## Requirement
Word for word, transcribe the lines from the one containing "the car side" through the end of the entries, both included, and nothing else.

====

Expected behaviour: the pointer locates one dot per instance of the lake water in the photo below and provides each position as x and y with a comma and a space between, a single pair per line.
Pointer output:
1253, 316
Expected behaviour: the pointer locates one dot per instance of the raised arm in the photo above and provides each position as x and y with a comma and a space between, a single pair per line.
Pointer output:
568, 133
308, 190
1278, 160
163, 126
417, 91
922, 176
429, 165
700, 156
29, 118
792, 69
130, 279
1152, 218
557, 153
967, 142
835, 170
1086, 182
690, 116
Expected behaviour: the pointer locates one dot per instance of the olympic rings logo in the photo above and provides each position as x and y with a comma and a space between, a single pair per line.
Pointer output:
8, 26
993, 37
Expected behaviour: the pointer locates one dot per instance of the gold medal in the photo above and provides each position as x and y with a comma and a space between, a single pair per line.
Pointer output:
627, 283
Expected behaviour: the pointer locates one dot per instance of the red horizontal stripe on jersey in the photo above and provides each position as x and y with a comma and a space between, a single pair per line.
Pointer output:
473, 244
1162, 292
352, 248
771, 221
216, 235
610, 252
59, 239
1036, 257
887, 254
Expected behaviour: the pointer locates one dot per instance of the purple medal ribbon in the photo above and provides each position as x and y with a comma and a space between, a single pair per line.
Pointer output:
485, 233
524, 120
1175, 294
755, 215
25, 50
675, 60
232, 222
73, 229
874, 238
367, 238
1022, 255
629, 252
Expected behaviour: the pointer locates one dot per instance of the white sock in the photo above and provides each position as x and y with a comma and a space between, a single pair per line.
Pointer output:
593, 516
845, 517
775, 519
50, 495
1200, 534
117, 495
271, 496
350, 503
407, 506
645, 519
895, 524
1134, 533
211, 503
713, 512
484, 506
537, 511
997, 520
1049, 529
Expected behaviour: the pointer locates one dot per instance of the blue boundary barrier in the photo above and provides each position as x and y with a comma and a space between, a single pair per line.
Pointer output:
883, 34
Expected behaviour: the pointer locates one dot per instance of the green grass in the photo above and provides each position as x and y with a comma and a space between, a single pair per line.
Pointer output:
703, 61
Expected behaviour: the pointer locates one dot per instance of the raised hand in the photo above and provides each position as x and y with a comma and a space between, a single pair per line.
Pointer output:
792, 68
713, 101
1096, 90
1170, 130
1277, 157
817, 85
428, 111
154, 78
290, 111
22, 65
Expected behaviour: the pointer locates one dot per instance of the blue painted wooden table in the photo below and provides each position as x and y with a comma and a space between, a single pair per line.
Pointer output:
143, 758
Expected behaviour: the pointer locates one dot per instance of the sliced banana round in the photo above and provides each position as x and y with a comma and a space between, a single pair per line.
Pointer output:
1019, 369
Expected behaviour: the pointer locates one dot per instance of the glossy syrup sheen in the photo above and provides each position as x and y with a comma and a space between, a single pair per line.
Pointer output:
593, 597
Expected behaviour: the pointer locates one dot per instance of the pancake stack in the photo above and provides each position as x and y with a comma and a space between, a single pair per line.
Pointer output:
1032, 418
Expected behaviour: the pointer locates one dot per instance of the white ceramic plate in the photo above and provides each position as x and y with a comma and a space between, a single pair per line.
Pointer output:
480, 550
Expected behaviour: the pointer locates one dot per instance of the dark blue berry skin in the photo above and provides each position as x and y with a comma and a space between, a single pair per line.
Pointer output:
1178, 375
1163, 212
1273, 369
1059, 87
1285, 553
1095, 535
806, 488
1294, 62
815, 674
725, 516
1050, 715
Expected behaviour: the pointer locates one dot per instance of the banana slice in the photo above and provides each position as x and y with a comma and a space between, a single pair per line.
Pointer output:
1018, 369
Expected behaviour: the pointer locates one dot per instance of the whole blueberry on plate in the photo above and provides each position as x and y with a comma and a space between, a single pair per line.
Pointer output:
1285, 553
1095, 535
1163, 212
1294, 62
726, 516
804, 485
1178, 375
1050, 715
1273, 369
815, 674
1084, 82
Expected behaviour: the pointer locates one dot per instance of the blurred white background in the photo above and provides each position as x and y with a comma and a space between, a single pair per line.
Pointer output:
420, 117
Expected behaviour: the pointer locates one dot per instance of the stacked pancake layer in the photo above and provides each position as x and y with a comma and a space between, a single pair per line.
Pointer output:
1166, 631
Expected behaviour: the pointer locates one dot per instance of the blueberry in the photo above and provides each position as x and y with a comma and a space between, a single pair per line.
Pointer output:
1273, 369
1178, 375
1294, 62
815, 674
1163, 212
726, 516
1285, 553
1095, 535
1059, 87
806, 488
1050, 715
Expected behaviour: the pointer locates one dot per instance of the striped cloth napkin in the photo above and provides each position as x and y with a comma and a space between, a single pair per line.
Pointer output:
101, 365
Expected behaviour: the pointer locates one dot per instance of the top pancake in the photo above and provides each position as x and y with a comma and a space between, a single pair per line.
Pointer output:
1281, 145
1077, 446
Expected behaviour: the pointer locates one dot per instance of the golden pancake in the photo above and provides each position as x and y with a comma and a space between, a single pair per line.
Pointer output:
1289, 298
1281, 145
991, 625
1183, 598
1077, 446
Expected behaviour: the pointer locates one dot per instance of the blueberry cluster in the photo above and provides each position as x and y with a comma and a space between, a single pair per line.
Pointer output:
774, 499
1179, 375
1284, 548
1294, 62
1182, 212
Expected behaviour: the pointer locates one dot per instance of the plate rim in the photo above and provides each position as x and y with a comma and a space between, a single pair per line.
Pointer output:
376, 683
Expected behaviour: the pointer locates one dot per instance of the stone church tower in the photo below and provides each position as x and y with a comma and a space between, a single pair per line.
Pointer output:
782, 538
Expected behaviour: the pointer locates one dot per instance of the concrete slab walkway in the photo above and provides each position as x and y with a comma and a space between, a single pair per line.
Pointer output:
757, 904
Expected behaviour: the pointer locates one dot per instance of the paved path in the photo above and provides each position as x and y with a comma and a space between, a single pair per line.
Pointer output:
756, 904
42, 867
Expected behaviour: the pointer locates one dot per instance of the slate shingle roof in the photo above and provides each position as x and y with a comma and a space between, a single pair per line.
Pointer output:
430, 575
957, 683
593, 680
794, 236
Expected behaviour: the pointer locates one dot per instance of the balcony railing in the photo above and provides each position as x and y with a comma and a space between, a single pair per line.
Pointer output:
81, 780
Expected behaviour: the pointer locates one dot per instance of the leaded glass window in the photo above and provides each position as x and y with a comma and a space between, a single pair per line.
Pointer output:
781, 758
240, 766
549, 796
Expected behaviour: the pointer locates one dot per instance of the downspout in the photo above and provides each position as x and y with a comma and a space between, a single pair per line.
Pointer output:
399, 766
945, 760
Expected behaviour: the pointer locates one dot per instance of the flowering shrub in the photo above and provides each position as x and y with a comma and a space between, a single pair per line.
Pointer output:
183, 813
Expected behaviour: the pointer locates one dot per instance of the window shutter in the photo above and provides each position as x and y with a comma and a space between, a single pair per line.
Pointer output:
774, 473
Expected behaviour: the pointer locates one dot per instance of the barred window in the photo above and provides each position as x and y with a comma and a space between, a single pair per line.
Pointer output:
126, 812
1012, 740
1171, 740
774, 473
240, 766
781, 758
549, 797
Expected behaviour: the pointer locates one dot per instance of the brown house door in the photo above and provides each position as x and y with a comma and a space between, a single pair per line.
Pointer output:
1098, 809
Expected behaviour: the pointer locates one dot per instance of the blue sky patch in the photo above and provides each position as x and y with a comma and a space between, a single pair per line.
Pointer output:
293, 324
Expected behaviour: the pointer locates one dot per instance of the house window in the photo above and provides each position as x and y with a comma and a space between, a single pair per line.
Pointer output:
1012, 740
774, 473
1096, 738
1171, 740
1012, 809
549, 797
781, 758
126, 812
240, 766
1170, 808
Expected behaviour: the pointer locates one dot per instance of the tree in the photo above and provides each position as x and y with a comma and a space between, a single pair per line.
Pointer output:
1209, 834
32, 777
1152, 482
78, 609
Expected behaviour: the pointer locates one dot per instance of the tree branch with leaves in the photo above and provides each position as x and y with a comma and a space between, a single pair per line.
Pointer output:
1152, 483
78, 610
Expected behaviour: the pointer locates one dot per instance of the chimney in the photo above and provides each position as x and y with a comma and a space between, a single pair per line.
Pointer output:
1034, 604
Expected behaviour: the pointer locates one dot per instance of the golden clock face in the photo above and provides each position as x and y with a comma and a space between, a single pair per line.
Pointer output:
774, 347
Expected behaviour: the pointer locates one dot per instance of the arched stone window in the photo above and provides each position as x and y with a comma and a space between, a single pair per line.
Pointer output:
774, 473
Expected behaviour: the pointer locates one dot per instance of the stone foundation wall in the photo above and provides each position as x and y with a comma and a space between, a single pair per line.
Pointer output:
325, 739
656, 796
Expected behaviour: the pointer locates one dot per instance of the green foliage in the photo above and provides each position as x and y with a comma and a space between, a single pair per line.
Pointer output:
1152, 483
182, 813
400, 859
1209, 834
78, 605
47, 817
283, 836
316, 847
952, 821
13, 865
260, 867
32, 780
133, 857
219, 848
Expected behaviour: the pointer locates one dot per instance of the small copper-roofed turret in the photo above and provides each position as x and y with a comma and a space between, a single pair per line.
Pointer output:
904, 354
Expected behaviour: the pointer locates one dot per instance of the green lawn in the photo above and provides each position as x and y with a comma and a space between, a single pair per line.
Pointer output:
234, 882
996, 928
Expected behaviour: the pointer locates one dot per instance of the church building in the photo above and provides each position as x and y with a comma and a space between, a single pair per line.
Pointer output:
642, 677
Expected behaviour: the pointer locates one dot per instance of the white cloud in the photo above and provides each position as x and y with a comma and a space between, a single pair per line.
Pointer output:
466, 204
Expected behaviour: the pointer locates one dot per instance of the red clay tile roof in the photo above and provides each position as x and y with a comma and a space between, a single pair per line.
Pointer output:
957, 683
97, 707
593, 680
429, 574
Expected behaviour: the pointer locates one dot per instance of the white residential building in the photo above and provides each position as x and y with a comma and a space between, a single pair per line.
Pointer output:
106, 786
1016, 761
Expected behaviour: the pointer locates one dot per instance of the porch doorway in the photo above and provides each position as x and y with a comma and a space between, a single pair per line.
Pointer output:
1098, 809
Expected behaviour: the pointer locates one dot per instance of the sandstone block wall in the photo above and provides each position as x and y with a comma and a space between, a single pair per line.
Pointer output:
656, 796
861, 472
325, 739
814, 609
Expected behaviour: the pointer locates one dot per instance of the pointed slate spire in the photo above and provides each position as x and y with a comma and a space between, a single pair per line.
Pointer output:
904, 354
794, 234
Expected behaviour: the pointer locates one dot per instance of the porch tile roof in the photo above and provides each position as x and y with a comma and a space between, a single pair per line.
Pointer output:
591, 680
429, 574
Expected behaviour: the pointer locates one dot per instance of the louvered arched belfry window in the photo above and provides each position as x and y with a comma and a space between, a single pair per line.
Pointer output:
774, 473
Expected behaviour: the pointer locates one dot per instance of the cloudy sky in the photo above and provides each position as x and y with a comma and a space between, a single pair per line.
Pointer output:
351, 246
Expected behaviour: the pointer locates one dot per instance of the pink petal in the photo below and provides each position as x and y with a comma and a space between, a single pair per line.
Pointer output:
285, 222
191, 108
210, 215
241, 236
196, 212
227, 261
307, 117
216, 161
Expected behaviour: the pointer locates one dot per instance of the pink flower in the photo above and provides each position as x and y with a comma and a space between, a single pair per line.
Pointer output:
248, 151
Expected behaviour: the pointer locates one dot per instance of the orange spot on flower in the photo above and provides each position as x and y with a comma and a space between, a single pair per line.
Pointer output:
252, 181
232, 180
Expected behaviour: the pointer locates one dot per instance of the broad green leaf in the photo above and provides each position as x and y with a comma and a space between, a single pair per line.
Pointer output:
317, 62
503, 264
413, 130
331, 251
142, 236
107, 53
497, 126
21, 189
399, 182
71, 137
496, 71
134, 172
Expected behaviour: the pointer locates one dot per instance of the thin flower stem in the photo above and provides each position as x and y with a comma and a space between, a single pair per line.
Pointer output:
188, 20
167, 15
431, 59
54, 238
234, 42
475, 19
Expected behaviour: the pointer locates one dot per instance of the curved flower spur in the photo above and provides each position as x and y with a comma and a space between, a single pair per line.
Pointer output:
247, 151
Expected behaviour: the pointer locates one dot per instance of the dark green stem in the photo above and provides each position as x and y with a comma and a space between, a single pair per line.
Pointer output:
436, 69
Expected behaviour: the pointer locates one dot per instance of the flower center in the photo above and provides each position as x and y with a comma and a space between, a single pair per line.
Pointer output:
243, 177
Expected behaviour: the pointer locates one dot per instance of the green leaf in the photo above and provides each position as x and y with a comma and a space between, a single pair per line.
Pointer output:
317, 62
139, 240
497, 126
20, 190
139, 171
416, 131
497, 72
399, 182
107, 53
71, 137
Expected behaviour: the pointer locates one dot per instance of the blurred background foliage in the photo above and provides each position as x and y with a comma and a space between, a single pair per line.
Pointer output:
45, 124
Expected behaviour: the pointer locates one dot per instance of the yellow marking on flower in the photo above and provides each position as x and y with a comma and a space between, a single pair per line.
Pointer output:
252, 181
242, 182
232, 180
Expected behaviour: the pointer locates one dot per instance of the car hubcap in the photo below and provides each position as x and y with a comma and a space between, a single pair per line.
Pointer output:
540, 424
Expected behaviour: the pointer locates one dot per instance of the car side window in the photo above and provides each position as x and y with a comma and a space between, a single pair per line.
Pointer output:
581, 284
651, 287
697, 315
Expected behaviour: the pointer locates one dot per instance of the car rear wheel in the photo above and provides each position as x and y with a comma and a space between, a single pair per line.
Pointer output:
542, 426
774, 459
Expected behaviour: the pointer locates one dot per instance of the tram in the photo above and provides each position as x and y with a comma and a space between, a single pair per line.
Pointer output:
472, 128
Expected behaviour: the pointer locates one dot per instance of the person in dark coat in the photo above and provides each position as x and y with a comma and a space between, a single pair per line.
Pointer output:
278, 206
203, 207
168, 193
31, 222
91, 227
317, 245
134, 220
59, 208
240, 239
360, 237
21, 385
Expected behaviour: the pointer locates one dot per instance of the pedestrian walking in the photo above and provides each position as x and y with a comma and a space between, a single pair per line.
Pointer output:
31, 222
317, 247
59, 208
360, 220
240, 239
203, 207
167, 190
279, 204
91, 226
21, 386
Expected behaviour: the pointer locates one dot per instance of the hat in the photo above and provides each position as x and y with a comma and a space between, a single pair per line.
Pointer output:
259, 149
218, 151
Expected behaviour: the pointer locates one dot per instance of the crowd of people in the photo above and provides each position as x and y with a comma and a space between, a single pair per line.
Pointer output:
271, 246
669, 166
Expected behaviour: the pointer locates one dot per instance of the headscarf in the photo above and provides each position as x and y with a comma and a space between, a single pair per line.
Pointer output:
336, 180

====

## Answer to the exercise
Expected behaviour: the pointer locates one dot per instance of the car side window in the photo above and provides each position as x and y with a comma and a space between, a single pair per line.
Pointer output:
581, 284
651, 287
697, 315
Expected behaviour: the pointer locates one dot per instance of the car rear wheel in the photo above and provides each position as x and y with a comma and a space between, a single pair per line.
Pointer output:
542, 426
774, 459
Expected behaviour: the pointer locates one dot per instance of the tram in the photo above and provides each position as x and y with a comma and a space between, a single pair per line.
Pointer output:
472, 128
Expected behaviour: the pointer locates one dot per instance of the person in dark coat in the photo above and provides each position as x and y with a comma and a space between, a single pair per line.
Pointer output:
278, 206
203, 207
168, 193
31, 222
91, 227
317, 245
134, 220
59, 208
240, 239
360, 237
21, 385
Expected behaviour: the pointer locates one dot per instance of the pedestrian walking in the photo above and provides each position as x and y with a comma and a space between, a single pair per line.
Pointer output:
31, 222
317, 247
59, 208
360, 220
240, 239
203, 207
167, 190
279, 204
91, 226
21, 386
Expected behaviour: the pointer locates one dot per instance of the hat in the photo above and provides each position as x and y with a comma and a space between, a single pair per line.
Pointer output:
259, 149
218, 151
Expected behaviour: the pointer locates one dot per instance of the crowd of people in the photo above and provides each position as x and y with a comma and a space between, a single pair per line.
Pointer output:
271, 246
669, 166
Expected behaviour: the pointer locates one dot per instance of the headscarf in the photo above and provides each position as x and y with a comma and a space between, a single pair per line.
Pointer output:
336, 180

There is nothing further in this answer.